WORK TO DO — Extract each line of the records below that contains the string "seasoning", and copy every one of them unchanged.

════════

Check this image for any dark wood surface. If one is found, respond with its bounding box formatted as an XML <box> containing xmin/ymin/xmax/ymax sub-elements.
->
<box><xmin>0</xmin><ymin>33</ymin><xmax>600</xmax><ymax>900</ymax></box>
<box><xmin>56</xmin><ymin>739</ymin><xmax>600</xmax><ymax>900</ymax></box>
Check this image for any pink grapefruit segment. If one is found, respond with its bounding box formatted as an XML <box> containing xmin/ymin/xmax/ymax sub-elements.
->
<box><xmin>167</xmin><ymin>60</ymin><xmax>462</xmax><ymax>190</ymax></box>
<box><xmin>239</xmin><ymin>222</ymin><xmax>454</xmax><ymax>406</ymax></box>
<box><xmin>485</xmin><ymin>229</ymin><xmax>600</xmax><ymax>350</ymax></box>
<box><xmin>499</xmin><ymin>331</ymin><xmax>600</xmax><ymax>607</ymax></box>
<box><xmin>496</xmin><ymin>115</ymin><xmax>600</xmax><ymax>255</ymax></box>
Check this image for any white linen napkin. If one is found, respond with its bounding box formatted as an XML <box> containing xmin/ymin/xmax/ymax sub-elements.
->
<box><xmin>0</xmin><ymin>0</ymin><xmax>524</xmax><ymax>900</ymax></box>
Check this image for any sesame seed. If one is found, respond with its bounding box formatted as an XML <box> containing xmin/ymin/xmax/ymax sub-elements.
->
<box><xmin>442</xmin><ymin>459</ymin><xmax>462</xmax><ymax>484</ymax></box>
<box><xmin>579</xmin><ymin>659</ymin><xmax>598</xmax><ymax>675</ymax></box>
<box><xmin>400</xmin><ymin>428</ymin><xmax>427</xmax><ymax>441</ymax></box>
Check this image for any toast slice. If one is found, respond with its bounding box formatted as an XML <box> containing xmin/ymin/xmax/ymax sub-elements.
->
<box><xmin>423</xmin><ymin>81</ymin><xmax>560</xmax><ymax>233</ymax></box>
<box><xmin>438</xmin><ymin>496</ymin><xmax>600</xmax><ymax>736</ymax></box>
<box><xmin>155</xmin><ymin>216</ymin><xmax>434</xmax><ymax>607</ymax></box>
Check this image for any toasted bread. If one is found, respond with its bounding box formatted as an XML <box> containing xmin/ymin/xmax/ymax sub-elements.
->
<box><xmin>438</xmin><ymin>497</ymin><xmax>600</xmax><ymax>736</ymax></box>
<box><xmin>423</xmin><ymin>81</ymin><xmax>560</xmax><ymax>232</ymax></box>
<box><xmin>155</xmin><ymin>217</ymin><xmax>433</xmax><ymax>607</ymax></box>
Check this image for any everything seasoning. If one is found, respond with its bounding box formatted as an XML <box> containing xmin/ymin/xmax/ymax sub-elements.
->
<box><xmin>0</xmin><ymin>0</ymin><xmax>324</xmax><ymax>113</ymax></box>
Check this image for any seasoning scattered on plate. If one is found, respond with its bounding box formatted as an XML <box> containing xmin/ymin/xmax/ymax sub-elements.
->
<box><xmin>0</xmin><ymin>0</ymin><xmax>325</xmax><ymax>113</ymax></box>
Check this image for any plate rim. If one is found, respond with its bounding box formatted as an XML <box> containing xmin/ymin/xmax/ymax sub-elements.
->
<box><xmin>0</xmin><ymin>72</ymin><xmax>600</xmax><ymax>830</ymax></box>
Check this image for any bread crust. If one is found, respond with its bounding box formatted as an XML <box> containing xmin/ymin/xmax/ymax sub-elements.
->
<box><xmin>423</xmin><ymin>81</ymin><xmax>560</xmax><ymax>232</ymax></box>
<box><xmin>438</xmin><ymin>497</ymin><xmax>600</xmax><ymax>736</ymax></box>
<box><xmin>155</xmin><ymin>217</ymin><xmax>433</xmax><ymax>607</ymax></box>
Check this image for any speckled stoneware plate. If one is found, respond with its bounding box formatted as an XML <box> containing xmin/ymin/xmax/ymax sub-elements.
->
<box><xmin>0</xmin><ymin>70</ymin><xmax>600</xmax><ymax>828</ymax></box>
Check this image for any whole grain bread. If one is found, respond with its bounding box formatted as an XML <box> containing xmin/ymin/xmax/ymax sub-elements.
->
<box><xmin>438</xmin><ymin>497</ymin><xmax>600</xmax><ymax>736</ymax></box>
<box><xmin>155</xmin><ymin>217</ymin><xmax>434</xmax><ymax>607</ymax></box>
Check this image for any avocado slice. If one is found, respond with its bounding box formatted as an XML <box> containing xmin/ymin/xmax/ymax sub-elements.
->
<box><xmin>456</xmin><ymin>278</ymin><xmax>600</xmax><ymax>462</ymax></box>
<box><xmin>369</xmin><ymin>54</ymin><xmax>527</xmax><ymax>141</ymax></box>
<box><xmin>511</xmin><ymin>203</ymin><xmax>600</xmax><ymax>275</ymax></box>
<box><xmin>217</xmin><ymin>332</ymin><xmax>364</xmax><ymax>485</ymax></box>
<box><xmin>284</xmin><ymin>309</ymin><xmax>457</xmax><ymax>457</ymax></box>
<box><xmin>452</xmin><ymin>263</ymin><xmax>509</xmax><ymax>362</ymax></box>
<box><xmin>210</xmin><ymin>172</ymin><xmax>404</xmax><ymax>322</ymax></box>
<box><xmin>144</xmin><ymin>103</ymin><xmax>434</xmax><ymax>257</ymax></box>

════════

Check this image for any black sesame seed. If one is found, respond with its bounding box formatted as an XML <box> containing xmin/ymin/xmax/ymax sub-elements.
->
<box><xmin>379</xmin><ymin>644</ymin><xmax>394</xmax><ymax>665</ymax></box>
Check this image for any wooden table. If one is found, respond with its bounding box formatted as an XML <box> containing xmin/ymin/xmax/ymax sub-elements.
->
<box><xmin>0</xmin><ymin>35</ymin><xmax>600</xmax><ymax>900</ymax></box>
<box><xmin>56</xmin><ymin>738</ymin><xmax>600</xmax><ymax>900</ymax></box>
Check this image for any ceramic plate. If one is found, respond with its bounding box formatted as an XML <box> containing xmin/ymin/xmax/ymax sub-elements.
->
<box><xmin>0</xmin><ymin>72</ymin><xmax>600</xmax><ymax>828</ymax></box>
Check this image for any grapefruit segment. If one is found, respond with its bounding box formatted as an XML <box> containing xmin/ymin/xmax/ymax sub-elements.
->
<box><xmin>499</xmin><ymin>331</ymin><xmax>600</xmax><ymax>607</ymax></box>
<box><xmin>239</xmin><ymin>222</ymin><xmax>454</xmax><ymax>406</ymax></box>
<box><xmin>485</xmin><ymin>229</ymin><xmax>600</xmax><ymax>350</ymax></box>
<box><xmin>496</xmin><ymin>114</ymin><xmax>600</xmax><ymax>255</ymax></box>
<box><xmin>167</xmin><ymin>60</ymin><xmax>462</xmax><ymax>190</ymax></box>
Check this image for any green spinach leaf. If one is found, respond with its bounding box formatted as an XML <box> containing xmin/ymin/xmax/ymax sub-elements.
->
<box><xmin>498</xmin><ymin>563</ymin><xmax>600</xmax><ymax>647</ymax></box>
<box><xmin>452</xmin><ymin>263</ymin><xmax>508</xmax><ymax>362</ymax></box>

════════

EXERCISE OUTPUT —
Check this image for any everything seasoning. If one is found, respond with its bounding box formatted as an XML <box> containing xmin/ymin/xmax/ymax sub-elements.
Check this image for any seasoning scattered on plate. If one is found, respond with its bounding box formatted as an XML <box> containing xmin/ymin/xmax/ymax sub-elements.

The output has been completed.